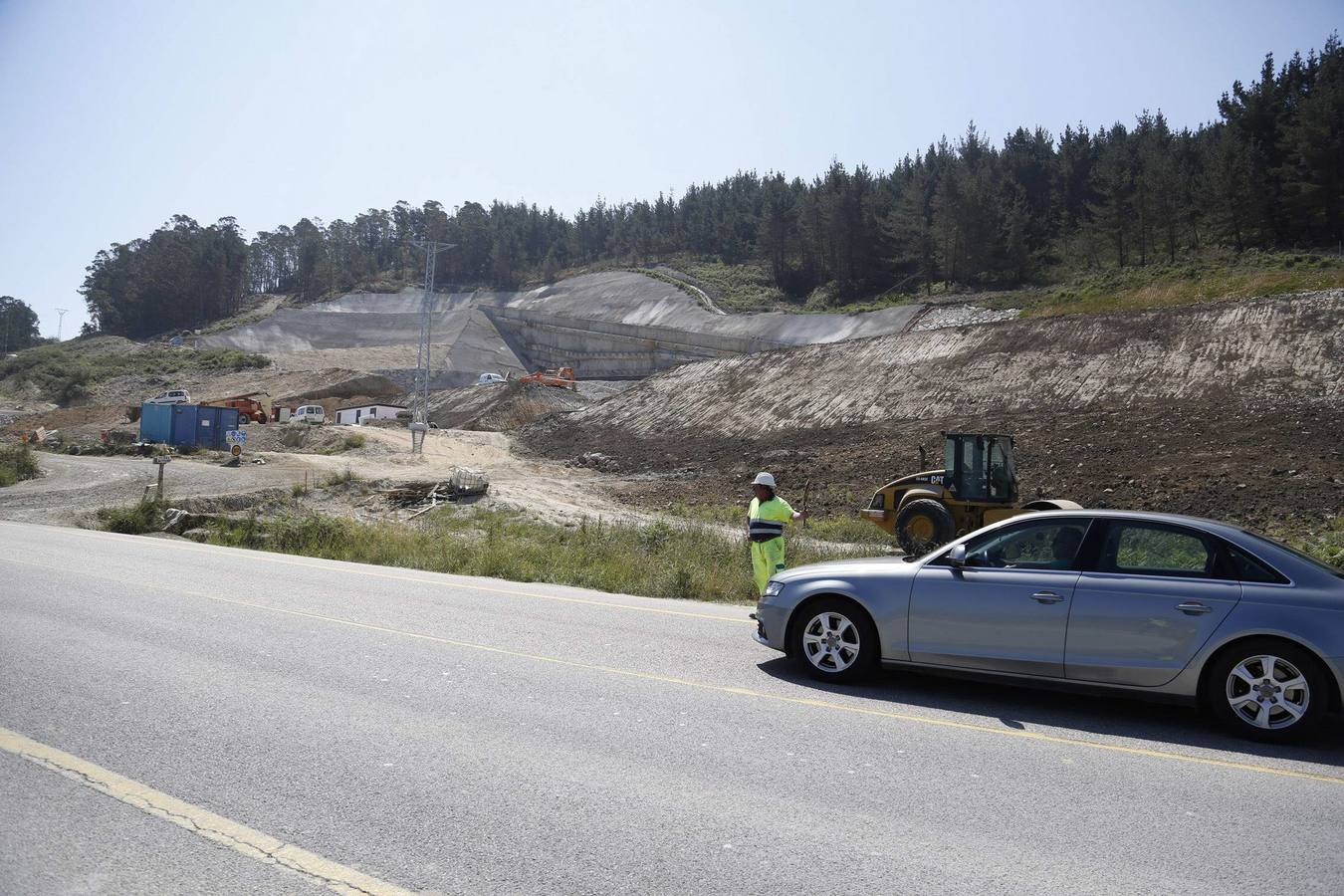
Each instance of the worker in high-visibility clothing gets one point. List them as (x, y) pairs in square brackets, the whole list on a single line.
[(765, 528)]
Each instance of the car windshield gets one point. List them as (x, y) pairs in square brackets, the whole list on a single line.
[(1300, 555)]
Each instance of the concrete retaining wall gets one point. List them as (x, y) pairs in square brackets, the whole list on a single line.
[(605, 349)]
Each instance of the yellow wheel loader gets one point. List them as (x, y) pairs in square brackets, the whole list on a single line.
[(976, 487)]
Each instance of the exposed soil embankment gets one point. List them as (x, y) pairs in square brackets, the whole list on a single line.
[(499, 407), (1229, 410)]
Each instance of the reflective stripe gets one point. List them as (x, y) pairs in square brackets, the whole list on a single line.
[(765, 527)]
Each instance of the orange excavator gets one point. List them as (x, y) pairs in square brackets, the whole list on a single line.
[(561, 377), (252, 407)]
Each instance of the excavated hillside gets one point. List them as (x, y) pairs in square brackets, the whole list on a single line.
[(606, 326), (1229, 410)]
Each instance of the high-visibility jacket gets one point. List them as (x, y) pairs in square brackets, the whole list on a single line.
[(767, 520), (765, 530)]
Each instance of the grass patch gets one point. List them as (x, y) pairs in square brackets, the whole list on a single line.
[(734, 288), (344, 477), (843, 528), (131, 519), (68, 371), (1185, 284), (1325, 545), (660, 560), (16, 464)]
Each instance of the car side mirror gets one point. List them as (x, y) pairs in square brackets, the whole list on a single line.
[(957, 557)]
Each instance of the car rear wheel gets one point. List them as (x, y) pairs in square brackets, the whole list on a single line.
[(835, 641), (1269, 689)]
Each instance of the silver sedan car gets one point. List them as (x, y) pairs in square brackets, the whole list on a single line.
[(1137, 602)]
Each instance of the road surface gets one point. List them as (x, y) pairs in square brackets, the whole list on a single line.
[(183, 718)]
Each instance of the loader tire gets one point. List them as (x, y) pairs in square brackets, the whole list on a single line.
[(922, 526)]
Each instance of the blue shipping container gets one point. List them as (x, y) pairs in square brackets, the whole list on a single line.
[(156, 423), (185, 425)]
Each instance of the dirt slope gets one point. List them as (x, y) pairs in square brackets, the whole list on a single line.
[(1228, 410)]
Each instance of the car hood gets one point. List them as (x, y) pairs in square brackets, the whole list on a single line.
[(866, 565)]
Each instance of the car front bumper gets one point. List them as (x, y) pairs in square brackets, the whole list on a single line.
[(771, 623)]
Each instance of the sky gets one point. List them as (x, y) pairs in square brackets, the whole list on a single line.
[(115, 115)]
...
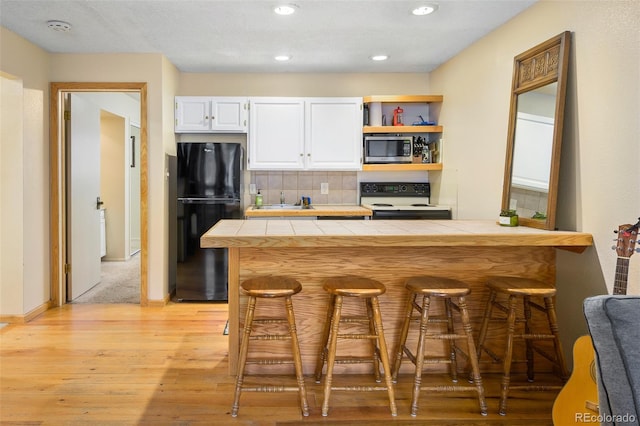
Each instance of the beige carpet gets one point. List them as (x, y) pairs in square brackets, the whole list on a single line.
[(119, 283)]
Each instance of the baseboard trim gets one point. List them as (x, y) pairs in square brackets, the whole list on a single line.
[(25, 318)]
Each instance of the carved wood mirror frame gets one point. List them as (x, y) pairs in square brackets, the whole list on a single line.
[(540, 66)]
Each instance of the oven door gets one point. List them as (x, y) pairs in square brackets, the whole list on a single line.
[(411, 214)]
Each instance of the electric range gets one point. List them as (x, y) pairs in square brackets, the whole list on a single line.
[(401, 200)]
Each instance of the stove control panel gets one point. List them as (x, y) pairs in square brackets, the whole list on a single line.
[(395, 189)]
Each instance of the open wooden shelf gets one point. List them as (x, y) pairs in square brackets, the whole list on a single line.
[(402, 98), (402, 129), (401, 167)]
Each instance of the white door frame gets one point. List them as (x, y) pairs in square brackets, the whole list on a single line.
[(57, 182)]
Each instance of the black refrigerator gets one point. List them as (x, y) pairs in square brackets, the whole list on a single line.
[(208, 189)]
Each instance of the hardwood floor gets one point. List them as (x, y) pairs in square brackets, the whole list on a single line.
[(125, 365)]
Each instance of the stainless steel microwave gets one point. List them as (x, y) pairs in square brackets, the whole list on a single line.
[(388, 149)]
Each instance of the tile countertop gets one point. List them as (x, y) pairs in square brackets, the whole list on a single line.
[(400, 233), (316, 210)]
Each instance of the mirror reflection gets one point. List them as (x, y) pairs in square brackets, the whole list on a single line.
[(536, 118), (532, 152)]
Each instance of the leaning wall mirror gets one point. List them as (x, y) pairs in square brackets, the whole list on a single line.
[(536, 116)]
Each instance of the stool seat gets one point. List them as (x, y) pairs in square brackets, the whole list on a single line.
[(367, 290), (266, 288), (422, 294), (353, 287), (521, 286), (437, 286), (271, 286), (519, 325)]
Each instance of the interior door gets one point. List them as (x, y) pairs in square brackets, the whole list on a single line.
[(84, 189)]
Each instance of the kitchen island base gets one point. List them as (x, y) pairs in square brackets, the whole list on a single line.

* _TASK TO CARRY OUT_
Working from the material above, retype exactly the lines from the one with "Each instance of the open" through the one with "Each instance of the kitchen", both included, and only those lines.

* _ANSWER FOR THE TASK_
Each instance of the open wooden shelf gets one point. List them as (x, y) pairs in square brackets, the whole list on a single line.
[(402, 98), (402, 129), (401, 167)]
Each instance of the white door frame gets one point. List them as (x, y) pairs in square brackets, the whole list on a single line.
[(57, 182)]
Each instance of the black refrigerator gets one point. List them as (x, y) pairs in square brackets, the whole list on a single line.
[(208, 189)]
Each instance of the hardwood floor gets one point. List them as (x, y) pairs in square brackets, the whole list on a single line.
[(125, 365)]
Each instance of the stainless steel microwave gets one point. List them as (x, y) pairs in square brackets, the whole list on a single line.
[(388, 149)]
Each instance of the tile countertop gets one point. List them as (x, y) pairs in square brackets, the whole list on a single line.
[(400, 233), (316, 210)]
Each instance of the mirror reflection gets one point. List them as (x, y) pairs in square brackets, the whole list on a single line.
[(536, 118), (532, 152)]
Each instance of the leaning wall mirror gets one point. List them as (x, y) pairs in square brackets, the whole list on a single line.
[(536, 116)]
Each instance of the stool seat gets one point. List them as (x, y) pairs in square brackets, the whole list on a single line.
[(367, 290), (266, 288), (422, 294), (353, 287), (521, 286), (437, 286), (271, 286), (519, 325)]
Each instance of the interior door gets one point. List them as (x, y) pairs in square brackets, the whole list on a single line.
[(84, 189)]
Each instance of the kitchen island base gets one point. List them as (x, y) pairs in square brackets, the whole list on a single line.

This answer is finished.